[YOUR GOAL]
Range to reproduce from the entries below: the line with "112L1 109V131L150 123V115L125", the line with "31L15 28L5 30L6", and every line in between. Give them exactly and give nothing else.

[LISTED RECORDS]
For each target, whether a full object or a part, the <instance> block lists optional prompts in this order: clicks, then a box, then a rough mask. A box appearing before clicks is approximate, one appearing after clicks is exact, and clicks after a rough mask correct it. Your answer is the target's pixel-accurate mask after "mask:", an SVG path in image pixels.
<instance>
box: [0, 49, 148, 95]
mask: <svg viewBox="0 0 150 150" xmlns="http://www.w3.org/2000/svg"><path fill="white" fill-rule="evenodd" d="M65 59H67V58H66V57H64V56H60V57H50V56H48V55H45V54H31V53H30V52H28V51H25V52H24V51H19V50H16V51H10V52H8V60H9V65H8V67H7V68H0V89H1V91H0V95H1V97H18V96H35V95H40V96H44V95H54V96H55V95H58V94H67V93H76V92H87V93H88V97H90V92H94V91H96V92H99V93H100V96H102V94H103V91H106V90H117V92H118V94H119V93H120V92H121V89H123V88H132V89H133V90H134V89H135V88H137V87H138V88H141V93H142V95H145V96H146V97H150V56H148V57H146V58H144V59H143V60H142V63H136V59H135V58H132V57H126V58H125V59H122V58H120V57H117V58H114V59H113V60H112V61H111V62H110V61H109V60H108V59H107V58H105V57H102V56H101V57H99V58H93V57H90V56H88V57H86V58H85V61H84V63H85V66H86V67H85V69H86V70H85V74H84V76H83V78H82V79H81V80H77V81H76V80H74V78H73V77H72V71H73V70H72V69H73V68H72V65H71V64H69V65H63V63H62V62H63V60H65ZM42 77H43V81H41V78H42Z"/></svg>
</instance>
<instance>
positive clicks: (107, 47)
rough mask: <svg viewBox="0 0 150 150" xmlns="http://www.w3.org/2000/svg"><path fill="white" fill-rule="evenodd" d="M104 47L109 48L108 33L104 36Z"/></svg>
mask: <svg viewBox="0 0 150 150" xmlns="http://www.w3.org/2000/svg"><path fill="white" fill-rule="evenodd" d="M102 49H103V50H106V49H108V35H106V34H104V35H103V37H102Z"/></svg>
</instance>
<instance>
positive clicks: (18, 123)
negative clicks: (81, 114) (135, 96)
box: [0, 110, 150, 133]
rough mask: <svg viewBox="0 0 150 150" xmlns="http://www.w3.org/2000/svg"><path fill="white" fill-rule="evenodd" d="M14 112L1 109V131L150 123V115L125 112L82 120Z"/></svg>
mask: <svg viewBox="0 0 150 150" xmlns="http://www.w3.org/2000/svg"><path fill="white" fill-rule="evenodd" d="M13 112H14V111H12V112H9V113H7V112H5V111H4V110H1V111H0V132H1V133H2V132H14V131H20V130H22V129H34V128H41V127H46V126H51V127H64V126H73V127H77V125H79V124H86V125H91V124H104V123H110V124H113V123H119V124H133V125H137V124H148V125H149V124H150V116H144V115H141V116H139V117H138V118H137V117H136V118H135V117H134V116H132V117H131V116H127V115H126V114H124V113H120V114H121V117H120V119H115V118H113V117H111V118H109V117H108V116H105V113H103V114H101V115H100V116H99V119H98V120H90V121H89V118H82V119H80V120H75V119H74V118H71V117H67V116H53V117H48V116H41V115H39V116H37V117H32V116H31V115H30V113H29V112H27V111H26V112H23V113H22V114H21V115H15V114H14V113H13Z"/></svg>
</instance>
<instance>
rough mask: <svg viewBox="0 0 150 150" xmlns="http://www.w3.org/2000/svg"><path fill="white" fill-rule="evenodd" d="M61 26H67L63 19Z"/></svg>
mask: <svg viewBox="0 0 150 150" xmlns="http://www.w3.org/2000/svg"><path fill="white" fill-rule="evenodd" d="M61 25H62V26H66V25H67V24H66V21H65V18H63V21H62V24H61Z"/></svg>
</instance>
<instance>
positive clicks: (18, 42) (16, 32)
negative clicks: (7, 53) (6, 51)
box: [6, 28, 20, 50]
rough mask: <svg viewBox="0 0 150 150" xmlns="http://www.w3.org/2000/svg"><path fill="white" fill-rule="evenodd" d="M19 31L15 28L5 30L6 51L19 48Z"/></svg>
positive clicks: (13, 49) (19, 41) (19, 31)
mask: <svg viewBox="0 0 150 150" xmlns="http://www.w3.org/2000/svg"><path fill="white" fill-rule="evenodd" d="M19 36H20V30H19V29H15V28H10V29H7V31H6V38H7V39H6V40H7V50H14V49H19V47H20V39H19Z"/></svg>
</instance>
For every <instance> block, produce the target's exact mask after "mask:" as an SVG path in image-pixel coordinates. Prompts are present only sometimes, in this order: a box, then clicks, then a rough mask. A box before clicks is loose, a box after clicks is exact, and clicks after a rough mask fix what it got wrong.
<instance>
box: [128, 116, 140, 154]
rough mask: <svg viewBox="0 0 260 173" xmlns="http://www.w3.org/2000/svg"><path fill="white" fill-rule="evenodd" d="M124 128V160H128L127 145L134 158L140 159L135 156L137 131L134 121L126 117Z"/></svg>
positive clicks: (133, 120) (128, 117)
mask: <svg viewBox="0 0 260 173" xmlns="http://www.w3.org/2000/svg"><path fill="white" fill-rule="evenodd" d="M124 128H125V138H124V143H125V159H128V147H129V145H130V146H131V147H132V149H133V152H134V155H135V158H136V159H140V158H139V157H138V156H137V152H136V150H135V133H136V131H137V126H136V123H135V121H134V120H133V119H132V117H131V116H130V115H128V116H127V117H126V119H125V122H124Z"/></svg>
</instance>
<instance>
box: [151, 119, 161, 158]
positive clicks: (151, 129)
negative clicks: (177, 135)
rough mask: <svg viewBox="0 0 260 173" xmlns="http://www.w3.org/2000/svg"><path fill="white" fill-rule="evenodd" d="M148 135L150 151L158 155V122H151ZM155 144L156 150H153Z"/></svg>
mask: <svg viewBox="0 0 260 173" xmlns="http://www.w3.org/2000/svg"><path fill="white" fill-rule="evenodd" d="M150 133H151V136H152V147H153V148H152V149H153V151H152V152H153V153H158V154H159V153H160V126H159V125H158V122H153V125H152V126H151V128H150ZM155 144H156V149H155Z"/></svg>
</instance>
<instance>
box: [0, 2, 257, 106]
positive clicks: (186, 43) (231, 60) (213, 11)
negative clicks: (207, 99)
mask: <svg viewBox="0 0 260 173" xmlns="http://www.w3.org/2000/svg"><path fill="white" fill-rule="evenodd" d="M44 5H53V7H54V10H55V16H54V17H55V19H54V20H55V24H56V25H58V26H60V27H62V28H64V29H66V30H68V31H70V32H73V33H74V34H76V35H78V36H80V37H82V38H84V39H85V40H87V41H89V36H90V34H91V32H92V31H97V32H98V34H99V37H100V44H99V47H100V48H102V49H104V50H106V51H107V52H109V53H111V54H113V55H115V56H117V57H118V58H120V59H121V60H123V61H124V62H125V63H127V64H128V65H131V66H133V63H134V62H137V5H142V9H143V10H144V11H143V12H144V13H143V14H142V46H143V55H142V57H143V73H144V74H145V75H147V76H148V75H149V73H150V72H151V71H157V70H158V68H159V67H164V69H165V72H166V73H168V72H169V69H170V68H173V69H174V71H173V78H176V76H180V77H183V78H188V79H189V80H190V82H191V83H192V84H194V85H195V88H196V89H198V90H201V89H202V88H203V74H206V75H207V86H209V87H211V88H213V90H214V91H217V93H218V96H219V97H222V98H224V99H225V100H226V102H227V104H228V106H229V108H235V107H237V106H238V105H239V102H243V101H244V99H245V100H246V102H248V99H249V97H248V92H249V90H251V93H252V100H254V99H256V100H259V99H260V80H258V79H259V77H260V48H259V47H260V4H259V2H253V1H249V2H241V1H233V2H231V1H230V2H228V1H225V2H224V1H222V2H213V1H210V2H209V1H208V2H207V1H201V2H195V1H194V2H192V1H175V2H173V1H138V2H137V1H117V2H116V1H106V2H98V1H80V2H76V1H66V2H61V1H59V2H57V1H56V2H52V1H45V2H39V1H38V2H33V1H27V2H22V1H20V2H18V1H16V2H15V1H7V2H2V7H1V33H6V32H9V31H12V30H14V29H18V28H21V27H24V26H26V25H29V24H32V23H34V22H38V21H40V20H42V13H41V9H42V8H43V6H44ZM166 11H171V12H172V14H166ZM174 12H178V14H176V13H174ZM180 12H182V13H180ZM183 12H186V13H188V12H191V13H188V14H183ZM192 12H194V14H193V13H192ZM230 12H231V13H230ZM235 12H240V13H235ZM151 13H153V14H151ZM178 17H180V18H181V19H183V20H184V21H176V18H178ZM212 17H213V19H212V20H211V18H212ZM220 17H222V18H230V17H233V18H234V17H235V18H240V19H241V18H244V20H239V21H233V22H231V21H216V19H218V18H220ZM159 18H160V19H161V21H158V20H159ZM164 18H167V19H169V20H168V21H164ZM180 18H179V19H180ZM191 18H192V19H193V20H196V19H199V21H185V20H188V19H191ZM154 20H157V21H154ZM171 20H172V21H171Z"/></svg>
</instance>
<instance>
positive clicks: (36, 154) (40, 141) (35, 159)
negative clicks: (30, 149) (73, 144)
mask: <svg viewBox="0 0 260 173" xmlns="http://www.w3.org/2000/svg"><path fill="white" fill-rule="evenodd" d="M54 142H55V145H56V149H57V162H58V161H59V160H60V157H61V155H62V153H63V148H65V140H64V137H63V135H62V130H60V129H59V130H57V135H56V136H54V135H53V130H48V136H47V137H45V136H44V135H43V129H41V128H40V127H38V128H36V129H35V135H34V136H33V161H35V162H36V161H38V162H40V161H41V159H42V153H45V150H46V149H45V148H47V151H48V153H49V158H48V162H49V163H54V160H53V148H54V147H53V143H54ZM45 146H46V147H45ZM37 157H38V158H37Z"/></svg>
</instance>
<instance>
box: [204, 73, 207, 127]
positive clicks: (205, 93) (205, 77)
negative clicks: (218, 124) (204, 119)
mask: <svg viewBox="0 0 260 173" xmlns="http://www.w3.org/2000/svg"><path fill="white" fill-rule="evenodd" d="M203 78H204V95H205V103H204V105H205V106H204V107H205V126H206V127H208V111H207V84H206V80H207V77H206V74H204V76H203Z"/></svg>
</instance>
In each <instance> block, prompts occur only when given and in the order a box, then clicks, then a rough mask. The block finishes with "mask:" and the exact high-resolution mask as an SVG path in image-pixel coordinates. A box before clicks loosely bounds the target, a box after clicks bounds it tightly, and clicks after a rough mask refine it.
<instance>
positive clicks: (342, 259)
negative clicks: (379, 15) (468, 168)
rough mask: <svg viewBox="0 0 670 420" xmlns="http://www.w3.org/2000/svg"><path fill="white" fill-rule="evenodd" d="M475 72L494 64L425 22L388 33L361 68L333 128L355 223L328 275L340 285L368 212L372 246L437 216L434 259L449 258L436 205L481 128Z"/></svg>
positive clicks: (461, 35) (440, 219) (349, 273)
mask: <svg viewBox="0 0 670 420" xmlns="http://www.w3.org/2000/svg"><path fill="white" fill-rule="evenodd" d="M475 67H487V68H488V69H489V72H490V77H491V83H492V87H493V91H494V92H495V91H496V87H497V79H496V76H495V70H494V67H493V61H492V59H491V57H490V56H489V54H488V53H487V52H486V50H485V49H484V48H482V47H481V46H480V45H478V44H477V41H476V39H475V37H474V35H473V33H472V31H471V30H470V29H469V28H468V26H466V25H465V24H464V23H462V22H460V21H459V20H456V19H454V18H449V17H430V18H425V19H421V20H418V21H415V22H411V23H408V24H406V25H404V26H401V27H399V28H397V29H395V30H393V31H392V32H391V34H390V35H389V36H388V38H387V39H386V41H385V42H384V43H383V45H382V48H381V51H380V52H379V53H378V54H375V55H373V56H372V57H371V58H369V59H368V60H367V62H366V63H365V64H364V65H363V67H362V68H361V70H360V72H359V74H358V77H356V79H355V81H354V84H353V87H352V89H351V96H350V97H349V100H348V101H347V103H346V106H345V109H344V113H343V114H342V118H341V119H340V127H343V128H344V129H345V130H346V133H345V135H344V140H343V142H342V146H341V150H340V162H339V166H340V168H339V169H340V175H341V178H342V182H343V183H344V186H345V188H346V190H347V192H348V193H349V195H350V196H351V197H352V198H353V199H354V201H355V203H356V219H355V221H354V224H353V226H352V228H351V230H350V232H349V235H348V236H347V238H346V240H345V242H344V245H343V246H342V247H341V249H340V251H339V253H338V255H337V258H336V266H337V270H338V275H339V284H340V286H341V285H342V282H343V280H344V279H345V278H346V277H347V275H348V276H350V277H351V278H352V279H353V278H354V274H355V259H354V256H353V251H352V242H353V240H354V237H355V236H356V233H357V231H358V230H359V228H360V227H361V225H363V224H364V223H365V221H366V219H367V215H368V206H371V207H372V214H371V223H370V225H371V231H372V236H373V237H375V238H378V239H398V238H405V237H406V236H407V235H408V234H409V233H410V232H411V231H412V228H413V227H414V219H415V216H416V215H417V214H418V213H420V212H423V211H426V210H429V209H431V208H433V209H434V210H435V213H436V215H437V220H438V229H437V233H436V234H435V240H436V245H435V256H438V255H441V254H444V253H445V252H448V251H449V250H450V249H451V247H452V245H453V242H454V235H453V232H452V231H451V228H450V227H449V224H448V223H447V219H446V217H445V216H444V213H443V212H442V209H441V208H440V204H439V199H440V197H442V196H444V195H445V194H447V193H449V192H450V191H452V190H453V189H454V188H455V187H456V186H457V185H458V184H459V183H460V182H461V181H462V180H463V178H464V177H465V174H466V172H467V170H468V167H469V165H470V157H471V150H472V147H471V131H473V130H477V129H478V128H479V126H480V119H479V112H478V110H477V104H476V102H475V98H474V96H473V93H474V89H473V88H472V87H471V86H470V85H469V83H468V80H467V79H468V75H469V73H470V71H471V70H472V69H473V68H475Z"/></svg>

[TASK RESULT]
rough mask: <svg viewBox="0 0 150 150" xmlns="http://www.w3.org/2000/svg"><path fill="white" fill-rule="evenodd" d="M14 112L1 109V131L150 123V115L125 112L82 120Z"/></svg>
mask: <svg viewBox="0 0 150 150" xmlns="http://www.w3.org/2000/svg"><path fill="white" fill-rule="evenodd" d="M13 112H14V111H12V112H9V113H7V112H5V111H4V110H1V111H0V132H1V133H2V132H14V131H20V130H22V129H34V128H41V127H46V126H51V127H64V126H73V127H77V125H79V124H86V125H91V124H104V123H110V124H113V123H119V124H133V125H137V124H148V125H149V124H150V116H144V115H141V116H139V117H138V118H137V117H136V118H135V117H134V116H132V117H131V116H127V115H126V114H124V113H120V114H121V117H120V119H115V118H113V117H111V118H109V117H108V116H105V113H103V114H101V115H100V116H99V119H98V120H90V121H89V118H82V119H80V120H75V119H74V118H71V117H67V116H53V117H48V116H41V115H39V116H37V117H32V116H31V115H30V113H29V112H27V111H26V112H23V113H22V114H21V115H15V114H14V113H13Z"/></svg>
</instance>
<instance>
rough mask: <svg viewBox="0 0 150 150" xmlns="http://www.w3.org/2000/svg"><path fill="white" fill-rule="evenodd" d="M61 26H67L63 19Z"/></svg>
mask: <svg viewBox="0 0 150 150" xmlns="http://www.w3.org/2000/svg"><path fill="white" fill-rule="evenodd" d="M61 25H62V26H66V25H67V24H66V21H65V18H63V21H62V24H61Z"/></svg>
</instance>
<instance>
positive clicks: (18, 42) (16, 32)
negative clicks: (7, 53) (6, 51)
box: [6, 28, 20, 50]
rough mask: <svg viewBox="0 0 150 150" xmlns="http://www.w3.org/2000/svg"><path fill="white" fill-rule="evenodd" d="M19 31L15 28L5 30L6 51L19 48Z"/></svg>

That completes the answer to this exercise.